"""

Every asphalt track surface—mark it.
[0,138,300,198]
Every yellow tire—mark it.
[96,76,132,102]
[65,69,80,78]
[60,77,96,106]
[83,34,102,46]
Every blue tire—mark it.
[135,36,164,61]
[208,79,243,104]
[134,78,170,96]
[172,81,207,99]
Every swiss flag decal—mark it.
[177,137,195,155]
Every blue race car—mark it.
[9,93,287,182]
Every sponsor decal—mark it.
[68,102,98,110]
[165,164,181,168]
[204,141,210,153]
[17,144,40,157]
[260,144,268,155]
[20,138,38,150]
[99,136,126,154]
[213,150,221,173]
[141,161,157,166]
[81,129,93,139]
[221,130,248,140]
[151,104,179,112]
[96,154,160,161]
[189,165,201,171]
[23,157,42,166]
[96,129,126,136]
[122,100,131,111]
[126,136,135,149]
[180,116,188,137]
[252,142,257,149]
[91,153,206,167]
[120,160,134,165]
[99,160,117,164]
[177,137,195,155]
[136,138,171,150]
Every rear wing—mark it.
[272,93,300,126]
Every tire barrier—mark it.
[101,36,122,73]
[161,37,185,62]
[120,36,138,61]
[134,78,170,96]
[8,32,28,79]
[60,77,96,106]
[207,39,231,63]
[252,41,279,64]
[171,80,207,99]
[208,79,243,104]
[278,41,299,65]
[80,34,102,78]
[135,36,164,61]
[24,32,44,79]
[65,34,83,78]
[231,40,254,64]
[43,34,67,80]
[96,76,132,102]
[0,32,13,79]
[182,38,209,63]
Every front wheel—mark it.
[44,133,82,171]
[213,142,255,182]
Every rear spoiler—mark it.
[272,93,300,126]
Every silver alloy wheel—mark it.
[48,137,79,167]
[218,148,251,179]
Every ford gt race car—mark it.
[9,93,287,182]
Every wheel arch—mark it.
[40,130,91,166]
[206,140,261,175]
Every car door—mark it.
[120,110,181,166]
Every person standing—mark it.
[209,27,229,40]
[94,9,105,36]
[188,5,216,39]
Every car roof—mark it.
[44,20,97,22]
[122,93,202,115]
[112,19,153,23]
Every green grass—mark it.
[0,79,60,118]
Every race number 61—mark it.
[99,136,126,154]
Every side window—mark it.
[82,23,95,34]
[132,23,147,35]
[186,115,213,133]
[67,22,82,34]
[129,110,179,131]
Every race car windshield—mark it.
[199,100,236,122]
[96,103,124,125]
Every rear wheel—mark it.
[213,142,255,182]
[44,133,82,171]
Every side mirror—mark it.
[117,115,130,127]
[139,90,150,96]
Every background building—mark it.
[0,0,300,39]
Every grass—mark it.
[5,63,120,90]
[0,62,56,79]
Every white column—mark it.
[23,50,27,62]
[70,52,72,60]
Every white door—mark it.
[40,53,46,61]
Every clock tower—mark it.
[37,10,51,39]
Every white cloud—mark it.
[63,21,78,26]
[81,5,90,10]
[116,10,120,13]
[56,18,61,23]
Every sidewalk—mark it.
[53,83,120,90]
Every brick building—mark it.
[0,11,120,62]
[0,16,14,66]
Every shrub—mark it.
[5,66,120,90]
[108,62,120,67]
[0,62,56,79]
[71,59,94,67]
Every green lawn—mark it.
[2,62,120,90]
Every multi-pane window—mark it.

"""

Given instruction:
Express every line of the rows above as a two-column Markdown table. Put the line's sequential number under "No." and its text under "Entry", and omit blank lines.

Reply:
| No. | Entry |
|---|---|
| 1 | Every asphalt track surface—mark it. |
| 2 | [0,138,300,198] |
| 3 | Every yellow tire—mark it. |
| 4 | [96,76,132,102] |
| 5 | [65,69,80,78] |
| 6 | [60,77,96,106] |
| 7 | [83,34,102,46] |
| 8 | Every blue tire—mark it. |
| 9 | [135,36,164,61] |
| 10 | [208,79,243,104] |
| 11 | [134,78,170,96] |
| 12 | [172,81,207,99] |
| 13 | Every swiss flag decal—mark it. |
| 14 | [177,137,195,155] |
| 15 | Every blue race car—mark it. |
| 16 | [9,93,287,182] |
| 17 | Every sponsor decal—mark it. |
| 18 | [68,102,98,110] |
| 19 | [165,164,181,168] |
| 20 | [204,141,210,153] |
| 21 | [17,144,40,157] |
| 22 | [260,144,268,155] |
| 23 | [20,138,38,150] |
| 24 | [99,136,126,154] |
| 25 | [213,150,221,173] |
| 26 | [141,161,157,166] |
| 27 | [81,129,93,139] |
| 28 | [221,130,248,140] |
| 29 | [151,104,179,112] |
| 30 | [96,154,160,161] |
| 31 | [189,165,201,171] |
| 32 | [23,157,42,166] |
| 33 | [96,129,126,136] |
| 34 | [122,100,131,111] |
| 35 | [126,136,135,149] |
| 36 | [180,116,188,137] |
| 37 | [252,142,257,149] |
| 38 | [91,153,206,167] |
| 39 | [120,160,134,165] |
| 40 | [99,160,117,164] |
| 41 | [177,137,195,155] |
| 42 | [136,138,171,150] |
| 43 | Every rear wing—mark it. |
| 44 | [272,93,300,126] |
| 45 | Every tire barrier—mark it. |
| 46 | [101,36,122,73] |
| 47 | [161,37,185,62] |
| 48 | [120,36,138,61] |
| 49 | [134,78,170,96] |
| 50 | [8,32,28,79] |
| 51 | [60,77,96,106] |
| 52 | [207,39,231,63] |
| 53 | [252,41,279,64] |
| 54 | [171,80,207,99] |
| 55 | [208,79,243,104] |
| 56 | [278,41,299,65] |
| 57 | [80,34,102,78] |
| 58 | [135,36,164,61] |
| 59 | [24,32,44,79] |
| 60 | [65,34,83,78] |
| 61 | [231,40,254,64] |
| 62 | [43,34,67,80] |
| 63 | [96,76,132,102] |
| 64 | [0,32,13,79] |
| 65 | [182,38,209,63] |
| 66 | Every front wheel—mark it. |
| 67 | [44,133,82,171] |
| 68 | [213,142,255,182] |
| 69 | Every rear spoiler—mark it. |
| 70 | [272,93,300,126] |
| 71 | Every silver alloy wheel—mark it. |
| 72 | [48,137,79,167] |
| 73 | [218,148,251,179] |
| 74 | Every ford gt race car—mark it. |
| 75 | [9,93,287,182] |
| 76 | Every wheel arch—mark it. |
| 77 | [40,130,91,166] |
| 78 | [206,140,261,175] |
| 79 | Every car door—mark it. |
| 80 | [120,110,181,166] |
| 81 | Every person standing—mark it. |
| 82 | [209,27,229,40] |
| 83 | [94,9,105,36] |
| 84 | [188,5,216,39] |
| 85 | Every car roof—mark it. |
| 86 | [44,20,97,22] |
| 87 | [122,93,202,115] |
| 88 | [112,19,153,23] |
| 89 | Every green grass—mark it. |
| 90 | [0,79,60,118] |
| 91 | Every race number 61—mark it. |
| 92 | [99,136,126,154] |
| 93 | Every side window—mark it. |
| 94 | [82,23,95,34] |
| 95 | [132,23,147,35] |
| 96 | [186,115,213,133] |
| 97 | [67,22,82,34] |
| 98 | [129,110,179,131] |
| 99 | Every race car windshield—mark it. |
| 100 | [199,100,236,122] |
| 101 | [96,103,124,125] |
| 102 | Every rear wheel—mark it. |
| 103 | [213,142,255,182] |
| 104 | [44,133,82,171] |
| 105 | Every side mirror—mark it. |
| 106 | [117,115,130,127] |
| 107 | [139,90,150,96] |
| 108 | Every background building—mark it. |
| 109 | [0,0,300,39] |
| 110 | Every grass—mark it. |
| 111 | [5,63,120,90] |
| 112 | [0,62,56,79] |
| 113 | Every white column—mark it. |
| 114 | [23,50,27,62] |
| 115 | [70,52,72,60] |
| 116 | Every white door—mark it. |
| 117 | [40,53,46,61] |
| 118 | Every clock tower—mark it. |
| 119 | [37,10,51,39] |
| 120 | Every white cloud—mark it. |
| 121 | [63,21,78,26] |
| 122 | [81,5,90,10] |
| 123 | [116,10,120,13] |
| 124 | [56,18,61,23] |
| 125 | Every sidewalk—mark it. |
| 126 | [53,83,120,90] |
| 127 | Every brick building—mark it. |
| 128 | [0,11,120,62] |
| 129 | [0,16,14,66] |
| 130 | Every shrub—mark it. |
| 131 | [5,66,120,90] |
| 132 | [108,62,120,67] |
| 133 | [0,62,56,79] |
| 134 | [71,59,94,67] |
| 135 | Every green lawn—mark it. |
| 136 | [2,62,120,90] |
| 137 | Every multi-pane window—mark it. |